> **ЗАДАНИЯ**
[a] Ответьте на вопросы по тексту, каждый ответ с новой строки и с той же пометкой:
(i) В каком городе и какого числа датировано первое письмо?
(ii) Что, согласно тексту, лежит всегда на поверхности и что всегда внутри?
(iii) С кем в цитате из статьи о режиссуре сравнивается представление, которое не должно быть совершенно независимым?
[b] Перепечатайте без изменений часть текста: начните с места, где стоят слова «Не понимать этого, значит», и остановитесь после слов «сентября 1931 г.».

> **ТЕКСТОВЫЙ ФРАГМЕНТ**
——
Не понимать этого, значит не понимать основных идей метафизики. И пусть после этого мне не говорят, что мое название слишком узко. Только соединяясь с жестокостью, затвердевают вещи и формируются различные планы бытия. Благо лежит всегда на поверхности, а внутри всегда зло. Зло, которого со временем станет меньше – но только в тот высший миг, когда все, что было формой, снова будет готово возвратиться в хаос.
Письма о языке
Lettres sur le langage[144]
Письмо первое [145]Б[енжамену] К[ремьё]
Париж, 15 сентября 1931 г.
Мсье,
В статье о режиссуре театра вы утверждаете, что «считая режиссуру автономным искусством, мы рискуем совершить серьезную ошибку», и что «представление, зрелищная сторона драматического произведения, не должны быть совершенно независимы, подобно одинокому рыцарю». Более того вы говорите, что это само собой разумеющиеся истины. Вы тысячу раз правы, видя в режиссуре лишь второстепенное служебное искусство, и даже те, кто занимается им совершенно независимо, отрицают его глубокую оригинальность. До тех пор, пока режиссура в сознании самых независимых режиссеров остается просто способом презентации текста, дополнительным средством раскрытия смысла произведений, своего рода театральным посредником, не имеющим самостоятельного значения, она будет представлять ценность лишь в той мере, в какой ей удастся скрыться за теми самыми произведениями, которым она желает быть полезной. И это будет продолжаться до тех пор, пока главный интерес сценического произведения будет заключаться в тексте, пока в театре, искусстве представления, литература будет брать верх над представлением, по ошибке называемым спектаклем, во всем уничижительном, второсортном, эфемерном и поверхностном смысле подобного наименования.
——
> **Сохранённые записи данных**
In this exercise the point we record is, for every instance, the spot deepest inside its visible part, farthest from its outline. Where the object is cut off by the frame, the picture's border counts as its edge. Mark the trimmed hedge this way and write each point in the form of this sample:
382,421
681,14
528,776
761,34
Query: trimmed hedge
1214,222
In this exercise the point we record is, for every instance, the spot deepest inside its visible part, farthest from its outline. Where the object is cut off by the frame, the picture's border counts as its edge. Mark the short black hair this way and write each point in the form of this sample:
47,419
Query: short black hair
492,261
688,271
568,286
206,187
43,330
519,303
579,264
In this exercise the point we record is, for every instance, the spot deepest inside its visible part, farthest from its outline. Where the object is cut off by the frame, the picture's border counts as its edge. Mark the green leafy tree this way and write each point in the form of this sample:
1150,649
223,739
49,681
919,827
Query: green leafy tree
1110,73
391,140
——
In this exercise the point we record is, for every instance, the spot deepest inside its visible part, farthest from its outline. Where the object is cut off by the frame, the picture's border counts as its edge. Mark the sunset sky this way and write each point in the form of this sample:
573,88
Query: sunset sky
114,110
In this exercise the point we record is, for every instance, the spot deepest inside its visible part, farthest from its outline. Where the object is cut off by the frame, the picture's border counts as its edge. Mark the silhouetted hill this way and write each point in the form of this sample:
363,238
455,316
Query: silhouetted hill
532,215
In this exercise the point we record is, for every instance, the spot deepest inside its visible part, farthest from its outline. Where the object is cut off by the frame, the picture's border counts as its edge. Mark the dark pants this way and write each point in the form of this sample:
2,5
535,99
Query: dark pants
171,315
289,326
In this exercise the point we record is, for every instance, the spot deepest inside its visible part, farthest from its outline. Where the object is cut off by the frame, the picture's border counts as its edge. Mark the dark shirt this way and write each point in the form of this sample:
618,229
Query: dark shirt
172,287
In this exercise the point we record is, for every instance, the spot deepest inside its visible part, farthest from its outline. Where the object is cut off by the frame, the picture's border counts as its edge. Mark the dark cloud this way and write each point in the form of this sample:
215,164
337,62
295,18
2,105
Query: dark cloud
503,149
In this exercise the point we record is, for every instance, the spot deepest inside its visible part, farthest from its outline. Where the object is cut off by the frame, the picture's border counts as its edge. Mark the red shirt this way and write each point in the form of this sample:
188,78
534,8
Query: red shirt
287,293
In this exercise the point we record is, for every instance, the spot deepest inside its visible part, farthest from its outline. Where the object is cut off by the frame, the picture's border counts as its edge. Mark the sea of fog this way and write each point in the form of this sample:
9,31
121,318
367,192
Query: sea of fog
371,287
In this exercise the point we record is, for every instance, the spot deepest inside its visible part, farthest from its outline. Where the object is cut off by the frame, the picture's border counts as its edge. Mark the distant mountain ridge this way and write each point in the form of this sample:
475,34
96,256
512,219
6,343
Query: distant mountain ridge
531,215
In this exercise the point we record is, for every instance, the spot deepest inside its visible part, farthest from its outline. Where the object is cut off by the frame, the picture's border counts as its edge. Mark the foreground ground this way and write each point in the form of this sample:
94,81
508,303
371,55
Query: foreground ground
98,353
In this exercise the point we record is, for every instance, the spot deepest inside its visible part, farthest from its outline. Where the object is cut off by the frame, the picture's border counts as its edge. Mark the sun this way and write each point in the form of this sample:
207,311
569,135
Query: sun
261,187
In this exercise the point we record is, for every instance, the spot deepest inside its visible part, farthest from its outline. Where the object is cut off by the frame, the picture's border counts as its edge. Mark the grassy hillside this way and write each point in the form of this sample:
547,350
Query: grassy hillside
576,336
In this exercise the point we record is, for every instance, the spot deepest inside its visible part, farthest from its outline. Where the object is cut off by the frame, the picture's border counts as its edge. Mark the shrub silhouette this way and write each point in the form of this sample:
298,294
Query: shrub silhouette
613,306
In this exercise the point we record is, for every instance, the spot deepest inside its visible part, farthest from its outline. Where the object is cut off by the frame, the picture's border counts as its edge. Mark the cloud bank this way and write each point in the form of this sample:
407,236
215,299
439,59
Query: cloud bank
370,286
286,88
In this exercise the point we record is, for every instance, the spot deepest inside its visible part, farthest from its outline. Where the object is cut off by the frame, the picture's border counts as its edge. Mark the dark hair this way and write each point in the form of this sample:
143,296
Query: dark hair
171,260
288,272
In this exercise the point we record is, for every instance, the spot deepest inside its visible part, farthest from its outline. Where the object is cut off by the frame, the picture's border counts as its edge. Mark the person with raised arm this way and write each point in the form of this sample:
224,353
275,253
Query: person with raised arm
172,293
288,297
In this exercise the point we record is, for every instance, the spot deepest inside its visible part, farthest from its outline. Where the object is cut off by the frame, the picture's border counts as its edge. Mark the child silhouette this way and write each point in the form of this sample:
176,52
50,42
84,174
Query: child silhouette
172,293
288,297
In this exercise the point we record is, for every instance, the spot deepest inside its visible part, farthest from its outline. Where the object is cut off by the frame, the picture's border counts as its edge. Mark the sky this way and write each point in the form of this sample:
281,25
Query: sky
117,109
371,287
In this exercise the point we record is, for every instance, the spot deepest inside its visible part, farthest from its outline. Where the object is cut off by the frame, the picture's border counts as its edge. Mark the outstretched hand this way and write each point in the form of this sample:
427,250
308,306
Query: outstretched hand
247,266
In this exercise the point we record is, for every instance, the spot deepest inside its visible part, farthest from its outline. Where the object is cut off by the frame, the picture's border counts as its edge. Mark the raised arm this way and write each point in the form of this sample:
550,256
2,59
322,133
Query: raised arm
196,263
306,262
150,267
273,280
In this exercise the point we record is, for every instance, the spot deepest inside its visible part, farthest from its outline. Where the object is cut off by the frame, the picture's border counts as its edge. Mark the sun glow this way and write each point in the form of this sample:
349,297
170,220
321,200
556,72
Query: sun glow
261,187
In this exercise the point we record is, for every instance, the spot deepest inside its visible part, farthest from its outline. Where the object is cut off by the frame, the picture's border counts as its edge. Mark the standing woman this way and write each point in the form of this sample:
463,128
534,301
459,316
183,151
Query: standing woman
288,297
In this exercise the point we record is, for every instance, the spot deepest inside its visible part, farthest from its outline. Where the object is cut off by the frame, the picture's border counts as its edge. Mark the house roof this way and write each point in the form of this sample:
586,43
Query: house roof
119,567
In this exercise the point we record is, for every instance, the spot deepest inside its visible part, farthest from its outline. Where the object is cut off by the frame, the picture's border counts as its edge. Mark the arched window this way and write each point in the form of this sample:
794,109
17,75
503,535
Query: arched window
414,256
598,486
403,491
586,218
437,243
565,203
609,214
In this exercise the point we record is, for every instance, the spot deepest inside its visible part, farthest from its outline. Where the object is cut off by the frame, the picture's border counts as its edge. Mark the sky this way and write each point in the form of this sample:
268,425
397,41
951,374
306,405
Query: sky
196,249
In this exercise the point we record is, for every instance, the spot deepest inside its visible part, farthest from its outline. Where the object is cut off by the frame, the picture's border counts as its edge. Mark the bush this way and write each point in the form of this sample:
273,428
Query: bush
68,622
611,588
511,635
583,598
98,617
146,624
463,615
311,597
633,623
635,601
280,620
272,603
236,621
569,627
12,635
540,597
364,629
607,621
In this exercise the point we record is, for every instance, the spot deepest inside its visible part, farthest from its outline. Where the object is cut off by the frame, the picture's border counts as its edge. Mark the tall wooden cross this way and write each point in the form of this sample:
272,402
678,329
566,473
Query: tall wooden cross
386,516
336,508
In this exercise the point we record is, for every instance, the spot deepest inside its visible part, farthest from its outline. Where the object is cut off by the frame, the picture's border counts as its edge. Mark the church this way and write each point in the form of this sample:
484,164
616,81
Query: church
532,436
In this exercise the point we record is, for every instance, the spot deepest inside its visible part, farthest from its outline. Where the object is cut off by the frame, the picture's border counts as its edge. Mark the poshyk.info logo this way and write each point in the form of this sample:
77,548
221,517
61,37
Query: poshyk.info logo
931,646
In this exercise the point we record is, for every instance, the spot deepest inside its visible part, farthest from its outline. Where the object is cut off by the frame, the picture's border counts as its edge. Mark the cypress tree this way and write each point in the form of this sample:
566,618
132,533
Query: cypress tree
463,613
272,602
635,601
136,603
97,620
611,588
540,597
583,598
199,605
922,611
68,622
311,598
——
> **ОТВЕТЫ ПО ЗАДАНИЯМ**
[a]
(i) Письмо датировано в Париже 15 сентября 1931 г.
(ii) На поверхности всегда лежит благо, а внутри всегда зло.
(iii) Представление сравнивается с одиноким рыцарем.

[b]
Не понимать этого, значит не понимать основных идей метафизики. И пусть после этого мне не говорят, что мое название слишком узко. Только соединяясь с жестокостью, затвердевают вещи и формируются различные планы бытия. Благо лежит всегда на поверхности, а внутри всегда зло. Зло, которого со временем станет меньше – но только в тот высший миг, когда все, что было формой, снова будет готово возвратиться в хаос.
Письма о языке
Lettres sur le langage[144]
Письмо первое [145]Б[енжамену] К[ремьё]
Париж, 15 сентября 1931 г.